» **TRECHO FORNECIDO**:
◇ ◇ ◇

Um berro na madrugada!


Depois da Europa com estágios e passeios terminados, em meados de 61, nas vésperas de regressar a Angola onde a guerra colonial estava a acender-se, entrei num ferro velho à saída de Sintra, que ficava num terreno onde hoje está construído um prédio com agência bancária e tudo, para ver uns carros bem antigos, aí dos anos 20, brinquedos que sempre exerceram em mim forte atração. Apeteceu-me comprar os dois velhinhos que ali jaziam, abandonados, um Chevrolet bege, capota de lona, aí de 1928 e um outro que nem sei já o que era. Sonhos destes, para quem não é rico, são difíceis de concretizar, e limitei-me a olhar, embevecido, para as relíquias.



Um dos que estavam aguardando desmanche! Chevrolet 1926. Uma pena


O outro seria talvez igual a este Willis Overland 1925. Beleza!

◇ ◇ ◇

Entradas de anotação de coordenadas
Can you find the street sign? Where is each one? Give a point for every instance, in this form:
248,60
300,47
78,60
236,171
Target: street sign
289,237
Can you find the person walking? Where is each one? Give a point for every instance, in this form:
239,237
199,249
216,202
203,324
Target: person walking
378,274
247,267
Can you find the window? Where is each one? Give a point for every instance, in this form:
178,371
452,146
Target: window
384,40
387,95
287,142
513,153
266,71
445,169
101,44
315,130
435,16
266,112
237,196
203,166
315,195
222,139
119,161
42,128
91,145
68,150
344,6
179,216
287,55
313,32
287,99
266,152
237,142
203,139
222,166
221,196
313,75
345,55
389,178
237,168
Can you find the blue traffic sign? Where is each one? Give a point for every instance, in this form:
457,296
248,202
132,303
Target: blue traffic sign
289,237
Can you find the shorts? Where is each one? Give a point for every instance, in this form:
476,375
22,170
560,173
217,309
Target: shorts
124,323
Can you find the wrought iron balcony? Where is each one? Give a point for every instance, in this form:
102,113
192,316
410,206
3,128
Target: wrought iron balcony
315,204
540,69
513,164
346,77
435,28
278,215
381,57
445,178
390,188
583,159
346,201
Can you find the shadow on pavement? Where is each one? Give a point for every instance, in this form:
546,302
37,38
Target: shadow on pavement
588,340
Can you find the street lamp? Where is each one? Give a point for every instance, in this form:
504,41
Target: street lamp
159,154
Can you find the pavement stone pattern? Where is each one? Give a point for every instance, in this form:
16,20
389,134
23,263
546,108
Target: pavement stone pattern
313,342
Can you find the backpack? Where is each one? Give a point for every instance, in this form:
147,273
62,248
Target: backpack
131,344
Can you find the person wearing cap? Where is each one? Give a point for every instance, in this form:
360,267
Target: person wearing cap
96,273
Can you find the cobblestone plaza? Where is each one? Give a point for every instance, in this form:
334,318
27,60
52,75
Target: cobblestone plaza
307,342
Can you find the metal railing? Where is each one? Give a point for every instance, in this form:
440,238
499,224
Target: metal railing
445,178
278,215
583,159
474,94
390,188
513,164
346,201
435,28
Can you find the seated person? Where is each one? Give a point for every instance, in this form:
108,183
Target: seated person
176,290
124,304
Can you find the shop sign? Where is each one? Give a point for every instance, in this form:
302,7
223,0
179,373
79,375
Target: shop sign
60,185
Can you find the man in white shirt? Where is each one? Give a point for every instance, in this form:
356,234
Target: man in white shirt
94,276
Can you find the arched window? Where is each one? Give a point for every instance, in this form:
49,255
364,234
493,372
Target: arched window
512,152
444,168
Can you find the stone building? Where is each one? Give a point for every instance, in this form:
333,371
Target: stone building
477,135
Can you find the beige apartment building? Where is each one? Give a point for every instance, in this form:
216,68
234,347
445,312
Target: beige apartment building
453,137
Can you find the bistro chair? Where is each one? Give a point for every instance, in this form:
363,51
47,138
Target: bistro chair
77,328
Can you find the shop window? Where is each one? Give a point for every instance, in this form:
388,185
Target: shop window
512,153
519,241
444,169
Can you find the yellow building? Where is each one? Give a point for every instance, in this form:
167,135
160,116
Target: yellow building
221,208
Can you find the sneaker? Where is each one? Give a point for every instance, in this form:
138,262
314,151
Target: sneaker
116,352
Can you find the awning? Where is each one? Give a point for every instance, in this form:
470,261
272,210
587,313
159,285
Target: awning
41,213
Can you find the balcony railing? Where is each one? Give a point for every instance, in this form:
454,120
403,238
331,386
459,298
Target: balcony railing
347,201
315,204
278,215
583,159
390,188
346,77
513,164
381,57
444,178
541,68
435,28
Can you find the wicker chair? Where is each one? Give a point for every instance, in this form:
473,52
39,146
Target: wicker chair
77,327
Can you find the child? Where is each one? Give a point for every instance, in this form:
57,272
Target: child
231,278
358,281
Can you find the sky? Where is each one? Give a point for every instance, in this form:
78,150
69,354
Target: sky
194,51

◇ ◇ ◇

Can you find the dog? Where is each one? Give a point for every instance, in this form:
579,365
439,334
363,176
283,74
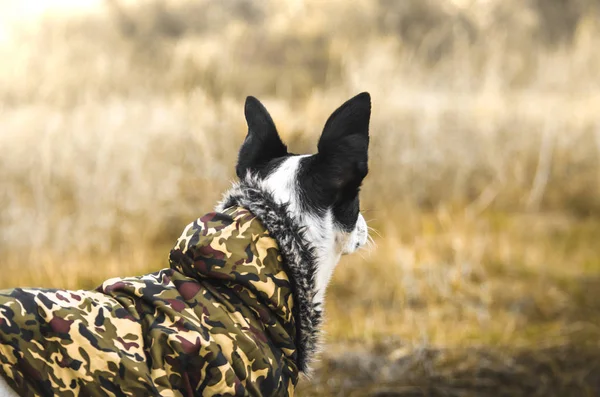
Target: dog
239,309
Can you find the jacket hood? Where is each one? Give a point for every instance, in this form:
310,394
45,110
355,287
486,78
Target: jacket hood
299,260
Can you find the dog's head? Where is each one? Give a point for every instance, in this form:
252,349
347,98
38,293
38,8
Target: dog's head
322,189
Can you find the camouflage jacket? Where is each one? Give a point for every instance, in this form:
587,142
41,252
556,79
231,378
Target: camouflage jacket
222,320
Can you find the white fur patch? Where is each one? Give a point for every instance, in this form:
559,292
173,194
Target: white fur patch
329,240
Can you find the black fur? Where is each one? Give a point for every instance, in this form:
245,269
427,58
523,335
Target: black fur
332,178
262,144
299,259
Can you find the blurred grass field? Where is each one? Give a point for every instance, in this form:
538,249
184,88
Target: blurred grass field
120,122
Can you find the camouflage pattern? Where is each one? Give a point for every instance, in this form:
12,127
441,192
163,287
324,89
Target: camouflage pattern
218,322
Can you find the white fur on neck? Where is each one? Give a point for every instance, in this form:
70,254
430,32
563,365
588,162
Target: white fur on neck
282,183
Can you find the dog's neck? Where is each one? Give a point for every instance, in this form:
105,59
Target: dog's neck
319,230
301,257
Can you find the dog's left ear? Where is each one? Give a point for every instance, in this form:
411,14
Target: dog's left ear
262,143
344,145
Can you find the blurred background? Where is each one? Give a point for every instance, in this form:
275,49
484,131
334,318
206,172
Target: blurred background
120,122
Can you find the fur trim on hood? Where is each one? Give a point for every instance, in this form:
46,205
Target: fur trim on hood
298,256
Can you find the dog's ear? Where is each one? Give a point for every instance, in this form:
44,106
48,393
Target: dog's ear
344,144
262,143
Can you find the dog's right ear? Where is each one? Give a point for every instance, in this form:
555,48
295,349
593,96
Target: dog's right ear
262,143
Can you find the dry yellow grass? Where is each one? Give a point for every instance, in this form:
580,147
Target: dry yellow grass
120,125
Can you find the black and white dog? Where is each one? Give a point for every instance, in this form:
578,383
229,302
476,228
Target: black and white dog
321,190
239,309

◇ ◇ ◇

» **REQUISITOS DA TAREFA**:
Reproduza, sem qualquer alteração, a parte do relato sobre os carros antigos que vai de "Depois da Europa" até "Overland 1925. Beleza!", inclusive.

» **RESPOSTA AO EXERCÍCIO**:
Depois da Europa com estágios e passeios terminados, em meados de 61, nas vésperas de regressar a Angola onde a guerra colonial estava a acender-se, entrei num ferro velho à saída de Sintra, que ficava num terreno onde hoje está construído um prédio com agência bancária e tudo, para ver uns carros bem antigos, aí dos anos 20, brinquedos que sempre exerceram em mim forte atração. Apeteceu-me comprar os dois velhinhos que ali jaziam, abandonados, um Chevrolet bege, capota de lona, aí de 1928 e um outro que nem sei já o que era. Sonhos destes, para quem não é rico, são difíceis de concretizar, e limitei-me a olhar, embevecido, para as relíquias.



Um dos que estavam aguardando desmanche! Chevrolet 1926. Uma pena


O outro seria talvez igual a este Willis Overland 1925. Beleza!